§ Problem to work on: Copy verbatim the part of the entries that opens with the line containing "BATCH JOB #2094 — Class: gray wall" and runs through the final line of the entries, including both of those lines.
Begin Excerpted records
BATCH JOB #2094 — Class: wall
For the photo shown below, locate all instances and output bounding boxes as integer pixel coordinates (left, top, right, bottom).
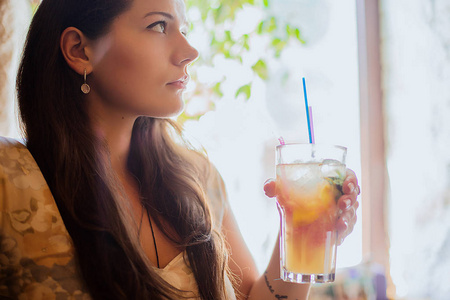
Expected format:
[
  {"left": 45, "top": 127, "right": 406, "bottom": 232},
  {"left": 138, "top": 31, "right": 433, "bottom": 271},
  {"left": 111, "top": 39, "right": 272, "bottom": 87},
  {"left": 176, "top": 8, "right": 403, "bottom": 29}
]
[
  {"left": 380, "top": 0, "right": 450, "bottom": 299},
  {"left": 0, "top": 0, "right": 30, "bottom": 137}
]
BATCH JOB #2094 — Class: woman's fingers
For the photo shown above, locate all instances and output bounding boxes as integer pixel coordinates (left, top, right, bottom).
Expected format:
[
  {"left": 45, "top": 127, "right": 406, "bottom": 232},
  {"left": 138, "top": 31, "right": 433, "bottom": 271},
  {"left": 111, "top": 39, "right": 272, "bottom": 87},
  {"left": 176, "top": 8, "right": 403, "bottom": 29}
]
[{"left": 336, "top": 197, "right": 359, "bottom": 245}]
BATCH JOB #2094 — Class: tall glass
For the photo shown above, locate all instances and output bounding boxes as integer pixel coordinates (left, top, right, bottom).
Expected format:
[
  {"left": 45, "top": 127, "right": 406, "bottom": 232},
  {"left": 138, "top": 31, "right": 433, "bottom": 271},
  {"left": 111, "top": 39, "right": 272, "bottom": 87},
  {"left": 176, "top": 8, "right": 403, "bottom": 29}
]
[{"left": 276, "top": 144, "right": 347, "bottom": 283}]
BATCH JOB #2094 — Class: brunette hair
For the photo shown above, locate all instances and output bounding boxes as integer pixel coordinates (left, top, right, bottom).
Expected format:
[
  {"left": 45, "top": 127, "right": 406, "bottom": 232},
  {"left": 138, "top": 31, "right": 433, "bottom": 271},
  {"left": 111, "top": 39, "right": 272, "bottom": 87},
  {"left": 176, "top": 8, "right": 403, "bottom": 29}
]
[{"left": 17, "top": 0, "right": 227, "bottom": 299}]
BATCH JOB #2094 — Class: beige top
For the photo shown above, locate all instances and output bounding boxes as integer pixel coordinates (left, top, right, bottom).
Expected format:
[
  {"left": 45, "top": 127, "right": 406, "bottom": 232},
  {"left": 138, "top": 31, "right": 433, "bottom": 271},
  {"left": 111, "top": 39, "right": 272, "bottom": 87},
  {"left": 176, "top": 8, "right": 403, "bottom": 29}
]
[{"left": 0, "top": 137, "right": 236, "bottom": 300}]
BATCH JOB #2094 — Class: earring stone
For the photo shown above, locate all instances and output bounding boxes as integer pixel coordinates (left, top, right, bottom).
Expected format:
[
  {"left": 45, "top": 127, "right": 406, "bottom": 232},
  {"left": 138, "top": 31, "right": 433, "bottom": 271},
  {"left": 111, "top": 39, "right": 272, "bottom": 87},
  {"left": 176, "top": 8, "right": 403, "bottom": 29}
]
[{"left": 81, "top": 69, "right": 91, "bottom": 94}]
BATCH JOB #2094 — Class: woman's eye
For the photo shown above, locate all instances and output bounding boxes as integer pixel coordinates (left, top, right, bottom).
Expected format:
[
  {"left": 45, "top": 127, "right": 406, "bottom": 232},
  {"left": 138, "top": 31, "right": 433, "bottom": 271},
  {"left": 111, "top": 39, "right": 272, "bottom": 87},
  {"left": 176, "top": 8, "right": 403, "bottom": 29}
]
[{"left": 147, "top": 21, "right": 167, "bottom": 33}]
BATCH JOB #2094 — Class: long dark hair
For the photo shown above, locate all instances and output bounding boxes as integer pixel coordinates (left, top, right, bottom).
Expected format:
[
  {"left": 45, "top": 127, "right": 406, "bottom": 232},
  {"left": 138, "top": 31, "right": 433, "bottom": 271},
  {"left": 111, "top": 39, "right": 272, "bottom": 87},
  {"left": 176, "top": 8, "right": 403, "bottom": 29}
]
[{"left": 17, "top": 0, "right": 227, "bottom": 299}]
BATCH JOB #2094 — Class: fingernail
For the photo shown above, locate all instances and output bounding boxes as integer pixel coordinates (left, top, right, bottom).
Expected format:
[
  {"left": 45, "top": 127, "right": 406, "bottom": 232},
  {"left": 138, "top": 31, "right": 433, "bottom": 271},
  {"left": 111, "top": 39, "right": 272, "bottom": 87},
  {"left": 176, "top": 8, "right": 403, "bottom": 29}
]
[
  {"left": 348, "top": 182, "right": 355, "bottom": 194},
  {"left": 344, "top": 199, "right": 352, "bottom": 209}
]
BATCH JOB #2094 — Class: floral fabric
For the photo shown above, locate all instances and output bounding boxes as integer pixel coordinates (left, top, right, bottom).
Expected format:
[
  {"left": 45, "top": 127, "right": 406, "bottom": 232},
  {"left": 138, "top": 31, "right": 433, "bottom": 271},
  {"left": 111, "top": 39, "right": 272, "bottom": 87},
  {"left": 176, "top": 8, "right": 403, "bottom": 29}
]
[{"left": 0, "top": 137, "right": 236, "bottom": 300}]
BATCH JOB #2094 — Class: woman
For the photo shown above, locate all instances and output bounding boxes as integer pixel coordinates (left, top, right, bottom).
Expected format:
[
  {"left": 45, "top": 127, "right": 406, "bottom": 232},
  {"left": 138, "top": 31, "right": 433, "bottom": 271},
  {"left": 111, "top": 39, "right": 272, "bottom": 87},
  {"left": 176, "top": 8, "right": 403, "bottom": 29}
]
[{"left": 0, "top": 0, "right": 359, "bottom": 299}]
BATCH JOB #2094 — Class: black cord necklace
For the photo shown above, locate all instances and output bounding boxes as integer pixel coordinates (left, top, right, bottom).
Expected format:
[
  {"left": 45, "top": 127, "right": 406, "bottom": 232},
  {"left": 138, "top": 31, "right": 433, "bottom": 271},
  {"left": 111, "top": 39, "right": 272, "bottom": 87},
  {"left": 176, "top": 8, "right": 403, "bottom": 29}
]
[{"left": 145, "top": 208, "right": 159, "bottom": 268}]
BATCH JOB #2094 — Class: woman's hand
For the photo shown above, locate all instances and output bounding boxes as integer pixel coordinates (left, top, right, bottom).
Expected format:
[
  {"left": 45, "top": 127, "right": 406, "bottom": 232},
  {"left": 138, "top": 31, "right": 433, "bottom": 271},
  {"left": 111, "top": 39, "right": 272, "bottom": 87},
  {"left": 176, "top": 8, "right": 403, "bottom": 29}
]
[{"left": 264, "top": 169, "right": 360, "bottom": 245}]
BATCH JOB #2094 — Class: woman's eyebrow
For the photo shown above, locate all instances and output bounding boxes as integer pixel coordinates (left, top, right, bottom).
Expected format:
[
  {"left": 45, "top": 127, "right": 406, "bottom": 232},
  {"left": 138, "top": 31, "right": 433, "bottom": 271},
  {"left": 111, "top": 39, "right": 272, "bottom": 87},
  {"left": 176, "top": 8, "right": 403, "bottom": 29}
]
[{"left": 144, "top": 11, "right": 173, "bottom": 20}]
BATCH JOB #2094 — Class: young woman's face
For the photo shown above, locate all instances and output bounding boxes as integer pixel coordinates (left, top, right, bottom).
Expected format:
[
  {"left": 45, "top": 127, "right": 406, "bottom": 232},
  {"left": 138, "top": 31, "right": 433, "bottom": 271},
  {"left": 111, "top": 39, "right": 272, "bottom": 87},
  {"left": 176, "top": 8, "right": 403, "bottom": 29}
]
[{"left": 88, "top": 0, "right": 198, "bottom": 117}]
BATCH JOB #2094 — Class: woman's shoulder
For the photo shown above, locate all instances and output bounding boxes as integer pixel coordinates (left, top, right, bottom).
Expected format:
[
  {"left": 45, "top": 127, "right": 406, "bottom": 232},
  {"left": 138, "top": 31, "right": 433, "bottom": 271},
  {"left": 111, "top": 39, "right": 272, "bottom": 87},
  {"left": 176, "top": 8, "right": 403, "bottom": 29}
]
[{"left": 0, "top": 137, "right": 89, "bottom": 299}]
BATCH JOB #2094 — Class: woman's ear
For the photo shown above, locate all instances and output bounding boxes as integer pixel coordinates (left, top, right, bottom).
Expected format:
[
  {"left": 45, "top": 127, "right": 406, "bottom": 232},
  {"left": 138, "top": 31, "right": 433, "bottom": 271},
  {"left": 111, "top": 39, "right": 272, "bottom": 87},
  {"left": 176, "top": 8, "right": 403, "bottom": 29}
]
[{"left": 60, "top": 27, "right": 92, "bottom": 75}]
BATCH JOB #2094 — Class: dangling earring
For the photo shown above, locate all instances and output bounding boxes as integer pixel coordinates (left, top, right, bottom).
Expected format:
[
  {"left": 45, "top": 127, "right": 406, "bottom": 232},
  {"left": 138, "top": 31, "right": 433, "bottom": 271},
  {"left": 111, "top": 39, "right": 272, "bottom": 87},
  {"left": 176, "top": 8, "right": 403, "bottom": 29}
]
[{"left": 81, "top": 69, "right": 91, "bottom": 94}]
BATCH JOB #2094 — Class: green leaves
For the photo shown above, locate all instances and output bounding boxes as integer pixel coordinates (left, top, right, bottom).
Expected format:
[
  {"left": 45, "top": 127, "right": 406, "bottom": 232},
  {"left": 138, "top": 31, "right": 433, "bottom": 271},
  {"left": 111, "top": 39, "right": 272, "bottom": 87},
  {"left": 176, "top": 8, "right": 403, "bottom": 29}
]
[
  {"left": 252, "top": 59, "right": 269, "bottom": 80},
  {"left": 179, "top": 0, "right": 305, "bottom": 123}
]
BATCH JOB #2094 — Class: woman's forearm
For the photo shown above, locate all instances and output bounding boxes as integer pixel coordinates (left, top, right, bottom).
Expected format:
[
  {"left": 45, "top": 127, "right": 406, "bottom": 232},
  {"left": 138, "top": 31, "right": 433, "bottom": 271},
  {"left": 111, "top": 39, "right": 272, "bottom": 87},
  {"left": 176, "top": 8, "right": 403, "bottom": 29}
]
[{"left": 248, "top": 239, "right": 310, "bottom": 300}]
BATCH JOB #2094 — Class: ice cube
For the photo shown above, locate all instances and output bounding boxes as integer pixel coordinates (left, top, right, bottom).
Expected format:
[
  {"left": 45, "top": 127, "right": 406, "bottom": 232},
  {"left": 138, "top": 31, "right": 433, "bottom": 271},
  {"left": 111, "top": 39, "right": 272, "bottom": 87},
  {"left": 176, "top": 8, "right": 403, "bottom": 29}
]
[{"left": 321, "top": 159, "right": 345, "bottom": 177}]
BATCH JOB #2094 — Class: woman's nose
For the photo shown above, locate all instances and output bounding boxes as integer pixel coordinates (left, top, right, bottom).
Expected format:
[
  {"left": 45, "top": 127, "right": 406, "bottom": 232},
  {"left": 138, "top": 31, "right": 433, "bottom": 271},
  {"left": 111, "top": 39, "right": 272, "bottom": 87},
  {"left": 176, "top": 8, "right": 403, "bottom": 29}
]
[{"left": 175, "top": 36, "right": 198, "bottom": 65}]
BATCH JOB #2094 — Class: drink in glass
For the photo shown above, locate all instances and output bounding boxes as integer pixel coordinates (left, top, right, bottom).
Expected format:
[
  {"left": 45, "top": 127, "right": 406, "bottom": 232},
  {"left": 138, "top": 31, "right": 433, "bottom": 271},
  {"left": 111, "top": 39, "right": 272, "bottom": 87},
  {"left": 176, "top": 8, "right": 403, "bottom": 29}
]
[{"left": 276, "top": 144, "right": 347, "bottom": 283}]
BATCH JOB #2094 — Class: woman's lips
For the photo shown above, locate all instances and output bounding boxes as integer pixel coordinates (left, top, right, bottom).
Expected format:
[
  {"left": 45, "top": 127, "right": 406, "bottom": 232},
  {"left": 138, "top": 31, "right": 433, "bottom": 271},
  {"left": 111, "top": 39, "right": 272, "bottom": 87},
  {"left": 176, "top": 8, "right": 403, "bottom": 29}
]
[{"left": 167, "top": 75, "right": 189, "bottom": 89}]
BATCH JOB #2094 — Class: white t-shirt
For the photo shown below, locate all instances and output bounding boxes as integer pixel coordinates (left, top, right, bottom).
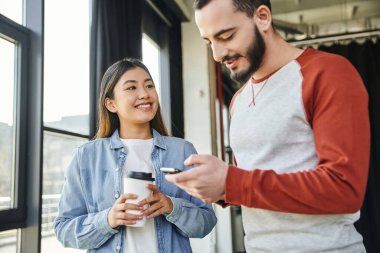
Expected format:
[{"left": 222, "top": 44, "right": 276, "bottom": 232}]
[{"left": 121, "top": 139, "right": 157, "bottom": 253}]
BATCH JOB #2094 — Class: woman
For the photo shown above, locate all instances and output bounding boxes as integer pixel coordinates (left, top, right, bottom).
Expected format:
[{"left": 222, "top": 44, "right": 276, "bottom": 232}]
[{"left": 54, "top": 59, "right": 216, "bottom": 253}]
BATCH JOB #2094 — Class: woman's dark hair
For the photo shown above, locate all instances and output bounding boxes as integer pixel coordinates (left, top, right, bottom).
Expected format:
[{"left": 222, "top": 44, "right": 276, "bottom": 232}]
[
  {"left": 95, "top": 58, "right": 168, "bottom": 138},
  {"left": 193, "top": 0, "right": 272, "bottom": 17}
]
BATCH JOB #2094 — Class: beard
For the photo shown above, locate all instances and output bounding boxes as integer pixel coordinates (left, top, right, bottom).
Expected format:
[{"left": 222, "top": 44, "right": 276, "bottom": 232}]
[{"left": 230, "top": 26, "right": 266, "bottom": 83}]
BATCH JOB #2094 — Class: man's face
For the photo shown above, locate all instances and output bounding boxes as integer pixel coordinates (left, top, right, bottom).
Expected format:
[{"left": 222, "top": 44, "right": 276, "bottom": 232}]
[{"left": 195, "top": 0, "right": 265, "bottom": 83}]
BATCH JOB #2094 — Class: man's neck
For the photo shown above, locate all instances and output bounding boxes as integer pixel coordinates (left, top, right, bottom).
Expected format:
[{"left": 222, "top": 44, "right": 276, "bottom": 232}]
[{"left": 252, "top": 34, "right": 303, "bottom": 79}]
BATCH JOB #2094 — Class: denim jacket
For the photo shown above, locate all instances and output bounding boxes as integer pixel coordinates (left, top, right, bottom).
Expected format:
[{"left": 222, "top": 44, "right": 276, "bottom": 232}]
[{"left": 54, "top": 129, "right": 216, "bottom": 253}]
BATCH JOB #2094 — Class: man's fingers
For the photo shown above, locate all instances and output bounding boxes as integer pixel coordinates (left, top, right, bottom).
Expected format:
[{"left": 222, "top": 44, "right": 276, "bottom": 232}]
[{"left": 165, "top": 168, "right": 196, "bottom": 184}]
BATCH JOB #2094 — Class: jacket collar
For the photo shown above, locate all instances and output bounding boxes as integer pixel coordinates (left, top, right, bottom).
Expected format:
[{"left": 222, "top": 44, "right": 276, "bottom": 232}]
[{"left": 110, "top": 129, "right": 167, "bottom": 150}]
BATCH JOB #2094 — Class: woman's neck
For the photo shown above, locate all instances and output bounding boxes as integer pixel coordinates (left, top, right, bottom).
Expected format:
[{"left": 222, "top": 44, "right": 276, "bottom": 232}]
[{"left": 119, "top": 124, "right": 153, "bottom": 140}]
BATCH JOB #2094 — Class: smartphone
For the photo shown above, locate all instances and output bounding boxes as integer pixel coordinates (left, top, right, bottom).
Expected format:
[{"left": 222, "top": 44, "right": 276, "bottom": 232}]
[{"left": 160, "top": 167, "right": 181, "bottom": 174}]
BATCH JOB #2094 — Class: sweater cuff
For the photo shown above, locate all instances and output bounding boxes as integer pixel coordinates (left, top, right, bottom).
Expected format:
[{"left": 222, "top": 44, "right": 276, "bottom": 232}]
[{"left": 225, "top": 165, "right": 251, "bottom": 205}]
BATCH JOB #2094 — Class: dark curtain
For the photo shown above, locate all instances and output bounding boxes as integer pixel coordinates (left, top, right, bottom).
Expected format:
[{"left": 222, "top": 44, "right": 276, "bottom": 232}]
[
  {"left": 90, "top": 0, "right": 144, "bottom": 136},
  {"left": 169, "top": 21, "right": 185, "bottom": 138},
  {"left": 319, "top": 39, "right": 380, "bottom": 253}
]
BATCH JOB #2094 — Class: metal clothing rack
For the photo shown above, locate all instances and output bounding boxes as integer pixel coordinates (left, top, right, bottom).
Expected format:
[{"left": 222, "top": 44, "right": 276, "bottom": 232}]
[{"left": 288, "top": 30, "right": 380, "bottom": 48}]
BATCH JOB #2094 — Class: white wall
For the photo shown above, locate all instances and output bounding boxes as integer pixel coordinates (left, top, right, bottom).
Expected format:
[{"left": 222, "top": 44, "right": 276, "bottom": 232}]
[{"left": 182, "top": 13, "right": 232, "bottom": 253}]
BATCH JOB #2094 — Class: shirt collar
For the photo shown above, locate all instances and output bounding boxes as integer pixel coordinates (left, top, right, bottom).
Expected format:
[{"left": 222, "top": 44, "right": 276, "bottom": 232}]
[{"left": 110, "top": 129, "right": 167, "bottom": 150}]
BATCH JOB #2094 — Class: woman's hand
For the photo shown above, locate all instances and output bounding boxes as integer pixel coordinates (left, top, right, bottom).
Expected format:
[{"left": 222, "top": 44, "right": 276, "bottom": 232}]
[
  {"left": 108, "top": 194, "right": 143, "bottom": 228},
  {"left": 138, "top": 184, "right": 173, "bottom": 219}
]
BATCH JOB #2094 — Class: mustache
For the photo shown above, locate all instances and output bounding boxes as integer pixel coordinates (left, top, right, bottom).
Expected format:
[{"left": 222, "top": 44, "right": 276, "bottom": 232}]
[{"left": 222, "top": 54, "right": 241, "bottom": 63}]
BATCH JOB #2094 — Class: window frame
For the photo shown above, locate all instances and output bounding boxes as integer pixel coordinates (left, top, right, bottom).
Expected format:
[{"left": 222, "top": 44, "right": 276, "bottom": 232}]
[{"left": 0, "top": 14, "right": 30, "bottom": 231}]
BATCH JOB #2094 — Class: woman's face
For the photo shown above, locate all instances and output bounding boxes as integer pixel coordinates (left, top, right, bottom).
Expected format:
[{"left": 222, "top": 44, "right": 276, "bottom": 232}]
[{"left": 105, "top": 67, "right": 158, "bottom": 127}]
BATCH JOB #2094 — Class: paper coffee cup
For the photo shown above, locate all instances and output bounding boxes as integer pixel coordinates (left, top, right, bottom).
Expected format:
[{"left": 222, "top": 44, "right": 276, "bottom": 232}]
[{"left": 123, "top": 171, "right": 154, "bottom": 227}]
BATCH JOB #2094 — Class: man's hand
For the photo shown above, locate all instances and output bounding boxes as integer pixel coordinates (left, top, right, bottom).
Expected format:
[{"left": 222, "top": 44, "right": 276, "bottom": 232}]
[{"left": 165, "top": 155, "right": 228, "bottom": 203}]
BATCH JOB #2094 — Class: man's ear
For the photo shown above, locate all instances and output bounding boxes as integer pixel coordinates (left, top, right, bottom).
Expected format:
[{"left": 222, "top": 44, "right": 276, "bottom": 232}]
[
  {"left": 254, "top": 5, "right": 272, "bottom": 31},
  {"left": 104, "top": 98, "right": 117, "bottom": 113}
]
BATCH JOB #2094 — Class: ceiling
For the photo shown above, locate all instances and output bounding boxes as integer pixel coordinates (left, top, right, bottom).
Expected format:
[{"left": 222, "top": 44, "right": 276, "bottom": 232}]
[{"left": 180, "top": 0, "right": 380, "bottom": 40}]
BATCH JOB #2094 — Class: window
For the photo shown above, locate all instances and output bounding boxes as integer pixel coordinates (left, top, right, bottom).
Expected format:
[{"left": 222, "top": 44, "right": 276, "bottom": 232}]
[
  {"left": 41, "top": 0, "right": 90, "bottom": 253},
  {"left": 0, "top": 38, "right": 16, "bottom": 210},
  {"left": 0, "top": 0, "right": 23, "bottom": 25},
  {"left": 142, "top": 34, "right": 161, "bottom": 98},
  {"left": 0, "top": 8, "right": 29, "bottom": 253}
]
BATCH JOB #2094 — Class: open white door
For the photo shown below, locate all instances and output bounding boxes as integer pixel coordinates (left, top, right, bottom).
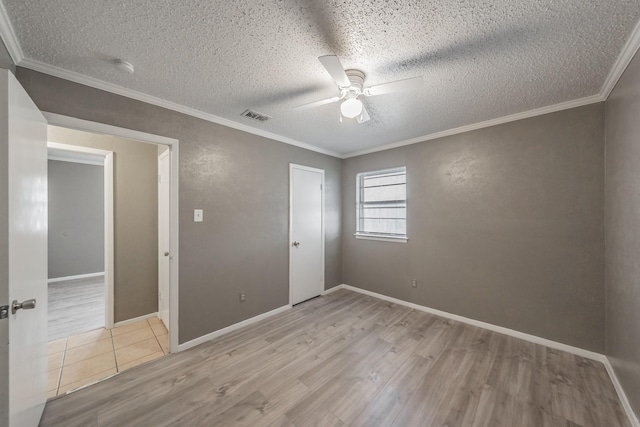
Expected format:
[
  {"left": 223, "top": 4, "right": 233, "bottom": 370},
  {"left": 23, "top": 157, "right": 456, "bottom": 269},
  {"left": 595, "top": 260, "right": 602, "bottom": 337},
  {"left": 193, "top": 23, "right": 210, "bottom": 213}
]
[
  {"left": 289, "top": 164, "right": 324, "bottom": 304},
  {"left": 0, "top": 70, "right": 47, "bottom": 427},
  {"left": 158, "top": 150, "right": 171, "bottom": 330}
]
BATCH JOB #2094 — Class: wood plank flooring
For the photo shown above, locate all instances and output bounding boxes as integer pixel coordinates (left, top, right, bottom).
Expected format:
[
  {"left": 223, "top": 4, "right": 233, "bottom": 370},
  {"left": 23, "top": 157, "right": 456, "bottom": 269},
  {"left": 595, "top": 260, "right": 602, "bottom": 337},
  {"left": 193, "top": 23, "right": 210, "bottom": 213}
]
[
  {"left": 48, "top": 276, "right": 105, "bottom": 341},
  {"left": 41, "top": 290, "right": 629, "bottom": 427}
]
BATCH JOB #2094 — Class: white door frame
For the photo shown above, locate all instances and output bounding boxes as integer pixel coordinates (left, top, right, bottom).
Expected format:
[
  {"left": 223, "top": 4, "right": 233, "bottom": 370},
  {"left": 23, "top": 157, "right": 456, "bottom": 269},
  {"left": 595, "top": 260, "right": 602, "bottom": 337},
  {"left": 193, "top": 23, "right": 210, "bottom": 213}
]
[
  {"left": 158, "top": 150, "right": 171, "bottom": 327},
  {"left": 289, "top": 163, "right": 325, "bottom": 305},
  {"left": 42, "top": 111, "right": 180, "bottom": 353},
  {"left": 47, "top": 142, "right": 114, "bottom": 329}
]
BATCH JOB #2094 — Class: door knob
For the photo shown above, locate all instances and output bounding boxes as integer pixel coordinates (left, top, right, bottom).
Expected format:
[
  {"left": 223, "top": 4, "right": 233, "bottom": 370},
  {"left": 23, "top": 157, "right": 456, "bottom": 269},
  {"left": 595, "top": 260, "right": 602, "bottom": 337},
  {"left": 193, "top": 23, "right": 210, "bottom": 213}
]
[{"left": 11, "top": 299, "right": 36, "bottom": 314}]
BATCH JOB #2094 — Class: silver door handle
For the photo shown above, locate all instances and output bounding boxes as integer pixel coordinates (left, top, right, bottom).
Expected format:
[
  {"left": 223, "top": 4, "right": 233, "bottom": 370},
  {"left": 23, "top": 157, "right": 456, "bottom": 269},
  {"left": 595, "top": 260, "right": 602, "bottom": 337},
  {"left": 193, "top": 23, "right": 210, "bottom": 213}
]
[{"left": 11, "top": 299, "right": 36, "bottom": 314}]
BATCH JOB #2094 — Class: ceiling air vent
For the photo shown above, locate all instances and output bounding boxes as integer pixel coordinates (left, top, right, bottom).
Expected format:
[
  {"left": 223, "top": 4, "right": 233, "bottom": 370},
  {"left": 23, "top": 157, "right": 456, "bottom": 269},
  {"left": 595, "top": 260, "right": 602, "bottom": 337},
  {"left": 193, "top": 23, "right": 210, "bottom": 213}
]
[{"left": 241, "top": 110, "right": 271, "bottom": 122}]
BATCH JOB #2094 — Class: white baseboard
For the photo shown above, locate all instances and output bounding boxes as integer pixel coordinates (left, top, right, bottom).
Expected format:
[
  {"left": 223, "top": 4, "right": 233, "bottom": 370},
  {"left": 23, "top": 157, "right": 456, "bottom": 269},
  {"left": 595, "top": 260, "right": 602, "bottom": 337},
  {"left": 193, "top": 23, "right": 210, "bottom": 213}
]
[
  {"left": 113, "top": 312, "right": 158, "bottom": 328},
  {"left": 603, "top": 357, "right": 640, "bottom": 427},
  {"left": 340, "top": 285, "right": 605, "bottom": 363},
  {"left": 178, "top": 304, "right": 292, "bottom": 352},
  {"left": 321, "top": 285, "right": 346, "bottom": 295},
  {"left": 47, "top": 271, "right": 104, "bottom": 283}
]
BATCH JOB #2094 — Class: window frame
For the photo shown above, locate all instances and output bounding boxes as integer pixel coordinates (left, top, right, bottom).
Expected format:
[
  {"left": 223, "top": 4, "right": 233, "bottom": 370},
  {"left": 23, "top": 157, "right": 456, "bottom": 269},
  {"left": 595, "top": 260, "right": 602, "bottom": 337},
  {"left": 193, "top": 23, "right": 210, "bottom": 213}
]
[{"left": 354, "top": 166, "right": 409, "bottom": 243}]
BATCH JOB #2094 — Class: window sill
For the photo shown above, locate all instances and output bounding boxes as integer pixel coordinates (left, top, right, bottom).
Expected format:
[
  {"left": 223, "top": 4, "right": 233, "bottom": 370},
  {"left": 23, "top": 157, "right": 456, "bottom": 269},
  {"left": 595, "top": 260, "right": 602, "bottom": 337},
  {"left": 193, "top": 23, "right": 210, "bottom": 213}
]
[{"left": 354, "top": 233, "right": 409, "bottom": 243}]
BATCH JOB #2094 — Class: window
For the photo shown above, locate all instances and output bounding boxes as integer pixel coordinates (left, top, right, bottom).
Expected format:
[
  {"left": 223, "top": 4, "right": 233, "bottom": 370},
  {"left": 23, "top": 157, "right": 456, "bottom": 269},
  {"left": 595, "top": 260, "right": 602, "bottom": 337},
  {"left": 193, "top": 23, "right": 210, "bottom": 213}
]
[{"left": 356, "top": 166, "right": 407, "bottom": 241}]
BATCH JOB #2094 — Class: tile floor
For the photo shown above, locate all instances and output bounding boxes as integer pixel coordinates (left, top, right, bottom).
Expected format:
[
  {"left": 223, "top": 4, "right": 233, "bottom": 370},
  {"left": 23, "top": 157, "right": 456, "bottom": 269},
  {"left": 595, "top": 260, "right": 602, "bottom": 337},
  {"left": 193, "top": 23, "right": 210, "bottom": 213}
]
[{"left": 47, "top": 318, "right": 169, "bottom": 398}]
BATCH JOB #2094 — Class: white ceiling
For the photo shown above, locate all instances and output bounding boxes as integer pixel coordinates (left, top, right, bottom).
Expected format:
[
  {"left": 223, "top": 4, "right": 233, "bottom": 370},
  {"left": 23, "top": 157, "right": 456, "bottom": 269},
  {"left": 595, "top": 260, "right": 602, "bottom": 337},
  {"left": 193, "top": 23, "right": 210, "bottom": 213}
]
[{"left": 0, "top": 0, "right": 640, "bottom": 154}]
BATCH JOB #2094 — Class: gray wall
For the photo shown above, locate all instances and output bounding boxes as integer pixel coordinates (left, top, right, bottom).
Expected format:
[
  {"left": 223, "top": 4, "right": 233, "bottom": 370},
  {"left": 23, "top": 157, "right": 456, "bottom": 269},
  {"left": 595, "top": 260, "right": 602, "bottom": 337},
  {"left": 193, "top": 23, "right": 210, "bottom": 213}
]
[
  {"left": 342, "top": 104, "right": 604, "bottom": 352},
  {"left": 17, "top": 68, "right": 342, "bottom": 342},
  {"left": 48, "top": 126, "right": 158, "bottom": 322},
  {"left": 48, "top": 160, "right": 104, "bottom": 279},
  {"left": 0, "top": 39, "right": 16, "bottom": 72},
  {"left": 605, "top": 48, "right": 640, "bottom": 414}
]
End Excerpted records
§ Response to this exercise:
BATCH JOB #2094 — Class: gray wall
For the photo shown above, locate all instances and output bounding boxes as integer pixel coordinates (left, top, right, bottom).
Expected format:
[
  {"left": 223, "top": 4, "right": 233, "bottom": 370},
  {"left": 23, "top": 157, "right": 456, "bottom": 269},
  {"left": 595, "top": 260, "right": 602, "bottom": 337},
  {"left": 193, "top": 23, "right": 210, "bottom": 213}
]
[
  {"left": 342, "top": 104, "right": 604, "bottom": 352},
  {"left": 17, "top": 68, "right": 342, "bottom": 342},
  {"left": 48, "top": 126, "right": 158, "bottom": 322},
  {"left": 48, "top": 160, "right": 104, "bottom": 279},
  {"left": 0, "top": 39, "right": 16, "bottom": 72},
  {"left": 605, "top": 48, "right": 640, "bottom": 414}
]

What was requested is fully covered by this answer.